■ WHAT TO WORK ON: Turn the entries into a numbered list from the very first line through the line that contains "M 116 106 L", skipping any blank lines.

* START RECORD SET *

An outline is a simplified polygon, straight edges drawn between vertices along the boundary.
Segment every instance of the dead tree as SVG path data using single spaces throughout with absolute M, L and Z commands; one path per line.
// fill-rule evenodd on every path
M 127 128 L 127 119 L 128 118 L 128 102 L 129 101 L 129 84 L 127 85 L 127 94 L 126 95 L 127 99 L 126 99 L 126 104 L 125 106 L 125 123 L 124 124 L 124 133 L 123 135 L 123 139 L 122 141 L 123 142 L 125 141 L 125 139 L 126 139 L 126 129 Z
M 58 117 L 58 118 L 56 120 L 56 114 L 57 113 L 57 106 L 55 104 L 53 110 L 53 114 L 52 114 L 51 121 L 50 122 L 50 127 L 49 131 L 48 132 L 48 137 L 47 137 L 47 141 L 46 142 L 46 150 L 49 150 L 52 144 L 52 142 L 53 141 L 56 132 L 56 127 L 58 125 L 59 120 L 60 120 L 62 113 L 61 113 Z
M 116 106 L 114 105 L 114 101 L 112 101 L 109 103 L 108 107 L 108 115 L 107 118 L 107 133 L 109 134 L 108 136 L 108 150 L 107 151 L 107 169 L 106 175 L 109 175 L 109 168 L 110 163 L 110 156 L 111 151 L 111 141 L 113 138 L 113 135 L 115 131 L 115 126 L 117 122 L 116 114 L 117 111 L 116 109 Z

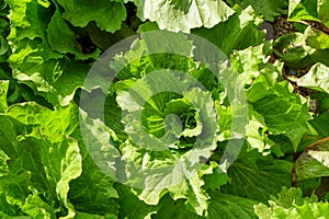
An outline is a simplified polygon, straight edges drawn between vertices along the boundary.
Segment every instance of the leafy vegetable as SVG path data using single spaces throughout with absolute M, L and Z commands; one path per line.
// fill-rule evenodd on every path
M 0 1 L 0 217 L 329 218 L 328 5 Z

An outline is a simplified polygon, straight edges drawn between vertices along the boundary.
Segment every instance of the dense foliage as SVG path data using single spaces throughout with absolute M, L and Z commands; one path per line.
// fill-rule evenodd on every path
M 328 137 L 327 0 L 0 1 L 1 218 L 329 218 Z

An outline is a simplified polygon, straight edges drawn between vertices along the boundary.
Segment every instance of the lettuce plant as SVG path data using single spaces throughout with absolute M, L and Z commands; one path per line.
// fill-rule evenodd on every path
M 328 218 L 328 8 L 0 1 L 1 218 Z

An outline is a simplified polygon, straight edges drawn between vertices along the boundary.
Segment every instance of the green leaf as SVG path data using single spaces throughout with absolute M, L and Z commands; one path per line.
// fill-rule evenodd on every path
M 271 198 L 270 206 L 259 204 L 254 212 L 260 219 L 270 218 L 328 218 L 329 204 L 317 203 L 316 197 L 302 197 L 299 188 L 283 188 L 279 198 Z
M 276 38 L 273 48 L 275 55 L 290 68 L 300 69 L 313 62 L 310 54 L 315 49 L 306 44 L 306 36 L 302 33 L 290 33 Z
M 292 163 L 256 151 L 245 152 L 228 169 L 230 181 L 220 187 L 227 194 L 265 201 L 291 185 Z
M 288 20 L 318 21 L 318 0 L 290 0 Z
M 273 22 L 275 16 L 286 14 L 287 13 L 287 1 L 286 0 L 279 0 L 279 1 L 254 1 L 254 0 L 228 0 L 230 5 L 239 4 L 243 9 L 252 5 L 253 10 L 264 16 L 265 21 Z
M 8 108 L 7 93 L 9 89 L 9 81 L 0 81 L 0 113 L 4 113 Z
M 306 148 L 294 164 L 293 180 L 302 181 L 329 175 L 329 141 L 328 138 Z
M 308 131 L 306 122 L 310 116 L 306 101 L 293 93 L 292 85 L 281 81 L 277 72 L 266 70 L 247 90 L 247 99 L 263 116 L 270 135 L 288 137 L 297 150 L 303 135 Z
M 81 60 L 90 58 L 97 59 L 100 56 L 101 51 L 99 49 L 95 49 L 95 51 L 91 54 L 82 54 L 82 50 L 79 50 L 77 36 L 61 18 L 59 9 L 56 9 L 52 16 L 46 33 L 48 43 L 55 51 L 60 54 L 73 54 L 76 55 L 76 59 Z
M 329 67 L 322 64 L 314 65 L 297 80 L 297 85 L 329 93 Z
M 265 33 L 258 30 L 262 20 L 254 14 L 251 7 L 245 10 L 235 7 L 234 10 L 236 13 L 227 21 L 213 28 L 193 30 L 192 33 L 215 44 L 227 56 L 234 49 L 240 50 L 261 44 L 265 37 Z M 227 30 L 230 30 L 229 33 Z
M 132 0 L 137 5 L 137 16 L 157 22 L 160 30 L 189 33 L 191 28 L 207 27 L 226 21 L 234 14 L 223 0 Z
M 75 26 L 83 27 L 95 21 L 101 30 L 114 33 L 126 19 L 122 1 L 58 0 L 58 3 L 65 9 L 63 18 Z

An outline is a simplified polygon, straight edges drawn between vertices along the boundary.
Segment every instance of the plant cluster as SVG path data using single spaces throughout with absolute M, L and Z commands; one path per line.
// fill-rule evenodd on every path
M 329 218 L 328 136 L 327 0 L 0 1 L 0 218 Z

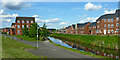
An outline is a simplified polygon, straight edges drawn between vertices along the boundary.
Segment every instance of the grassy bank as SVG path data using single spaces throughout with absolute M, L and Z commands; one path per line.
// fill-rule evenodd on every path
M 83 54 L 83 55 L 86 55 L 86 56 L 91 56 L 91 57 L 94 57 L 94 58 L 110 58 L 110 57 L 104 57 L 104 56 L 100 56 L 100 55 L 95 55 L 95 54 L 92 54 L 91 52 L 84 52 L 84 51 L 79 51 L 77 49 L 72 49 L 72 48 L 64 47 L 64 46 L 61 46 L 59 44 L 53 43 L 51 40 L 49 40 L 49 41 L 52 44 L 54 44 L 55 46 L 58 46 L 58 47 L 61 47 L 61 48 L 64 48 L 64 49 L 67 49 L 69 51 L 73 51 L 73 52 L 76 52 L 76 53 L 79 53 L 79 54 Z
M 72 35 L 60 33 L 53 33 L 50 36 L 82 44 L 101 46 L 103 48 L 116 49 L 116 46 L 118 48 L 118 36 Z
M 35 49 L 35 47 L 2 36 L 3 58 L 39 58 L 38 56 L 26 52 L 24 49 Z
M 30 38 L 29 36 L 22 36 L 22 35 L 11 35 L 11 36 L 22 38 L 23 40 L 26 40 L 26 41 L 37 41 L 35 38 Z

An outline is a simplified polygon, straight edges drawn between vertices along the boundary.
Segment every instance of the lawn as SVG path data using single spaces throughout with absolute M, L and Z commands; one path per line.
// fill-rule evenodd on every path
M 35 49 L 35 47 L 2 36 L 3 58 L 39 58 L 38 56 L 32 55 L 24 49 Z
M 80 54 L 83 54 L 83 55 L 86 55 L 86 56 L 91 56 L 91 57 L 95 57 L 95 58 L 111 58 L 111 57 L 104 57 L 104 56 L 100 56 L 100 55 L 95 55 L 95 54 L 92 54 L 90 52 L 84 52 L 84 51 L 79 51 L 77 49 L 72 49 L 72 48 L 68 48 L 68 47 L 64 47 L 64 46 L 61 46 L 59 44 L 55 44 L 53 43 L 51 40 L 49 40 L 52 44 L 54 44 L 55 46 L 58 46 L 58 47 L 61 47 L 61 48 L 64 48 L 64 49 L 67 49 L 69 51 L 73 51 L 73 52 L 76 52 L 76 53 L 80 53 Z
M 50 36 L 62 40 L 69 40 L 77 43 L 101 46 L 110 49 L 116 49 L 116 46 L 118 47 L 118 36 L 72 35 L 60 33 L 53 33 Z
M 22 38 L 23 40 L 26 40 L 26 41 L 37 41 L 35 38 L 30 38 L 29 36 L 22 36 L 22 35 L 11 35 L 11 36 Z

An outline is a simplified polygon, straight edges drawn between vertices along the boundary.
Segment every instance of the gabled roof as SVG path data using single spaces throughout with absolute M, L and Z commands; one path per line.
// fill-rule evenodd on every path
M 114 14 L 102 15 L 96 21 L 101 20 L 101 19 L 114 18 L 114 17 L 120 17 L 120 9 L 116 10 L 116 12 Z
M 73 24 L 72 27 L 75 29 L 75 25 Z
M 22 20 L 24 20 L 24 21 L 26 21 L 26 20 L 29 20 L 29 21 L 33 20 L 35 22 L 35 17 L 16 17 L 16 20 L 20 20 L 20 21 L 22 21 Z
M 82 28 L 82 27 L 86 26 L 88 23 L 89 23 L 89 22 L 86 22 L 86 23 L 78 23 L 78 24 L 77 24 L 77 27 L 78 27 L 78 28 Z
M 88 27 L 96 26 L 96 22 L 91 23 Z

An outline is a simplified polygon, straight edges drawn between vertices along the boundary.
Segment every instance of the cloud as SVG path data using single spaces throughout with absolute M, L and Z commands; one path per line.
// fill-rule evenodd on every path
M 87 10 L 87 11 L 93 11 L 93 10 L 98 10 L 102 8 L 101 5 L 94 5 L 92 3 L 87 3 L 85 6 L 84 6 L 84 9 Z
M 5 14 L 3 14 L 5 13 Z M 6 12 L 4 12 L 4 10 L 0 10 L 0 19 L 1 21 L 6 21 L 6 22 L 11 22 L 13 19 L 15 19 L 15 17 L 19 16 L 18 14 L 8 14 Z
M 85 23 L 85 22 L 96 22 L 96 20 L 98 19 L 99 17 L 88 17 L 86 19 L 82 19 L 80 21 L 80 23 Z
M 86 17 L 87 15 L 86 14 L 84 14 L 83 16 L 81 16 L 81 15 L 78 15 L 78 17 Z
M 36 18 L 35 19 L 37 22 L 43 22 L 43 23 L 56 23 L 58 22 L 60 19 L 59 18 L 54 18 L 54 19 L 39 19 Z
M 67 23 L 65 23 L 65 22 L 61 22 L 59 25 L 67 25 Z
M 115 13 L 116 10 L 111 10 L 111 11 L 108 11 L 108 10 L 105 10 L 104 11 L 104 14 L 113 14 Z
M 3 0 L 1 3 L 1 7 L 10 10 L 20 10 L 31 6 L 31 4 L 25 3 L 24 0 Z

* END RECORD SET *

■ ANSWER TO THE EXERCISE:
1. An outline is a simplified polygon, straight edges drawn between vertices along the boundary.
2. Segment every instance of the dead tree as SVG path data using single spaces throughout with absolute M, L and Z commands; one path per line.
3. // fill-rule evenodd on every path
4. M 127 128 L 127 119 L 128 118 L 128 102 L 129 101 L 129 84 L 127 85 L 127 94 L 126 95 L 127 99 L 126 99 L 126 104 L 125 106 L 125 123 L 124 124 L 124 133 L 123 135 L 123 139 L 122 141 L 123 142 L 125 141 L 125 139 L 126 139 L 126 129 Z
5. M 58 117 L 58 118 L 56 120 L 56 114 L 57 113 L 57 106 L 55 104 L 53 110 L 53 114 L 52 114 L 51 121 L 50 122 L 50 127 L 49 131 L 48 132 L 48 137 L 47 137 L 47 141 L 46 142 L 46 150 L 49 150 L 52 144 L 52 142 L 53 141 L 56 132 L 56 127 L 58 125 L 59 120 L 60 120 L 62 113 L 61 113 Z
6. M 116 106 L 114 105 L 114 101 L 112 101 L 109 103 L 108 107 L 108 115 L 107 118 L 107 133 L 109 134 L 108 136 L 108 150 L 107 151 L 107 169 L 106 175 L 109 175 L 109 168 L 110 163 L 110 156 L 111 151 L 111 141 L 113 138 L 113 135 L 115 131 L 115 126 L 117 122 L 116 114 L 117 111 L 116 109 Z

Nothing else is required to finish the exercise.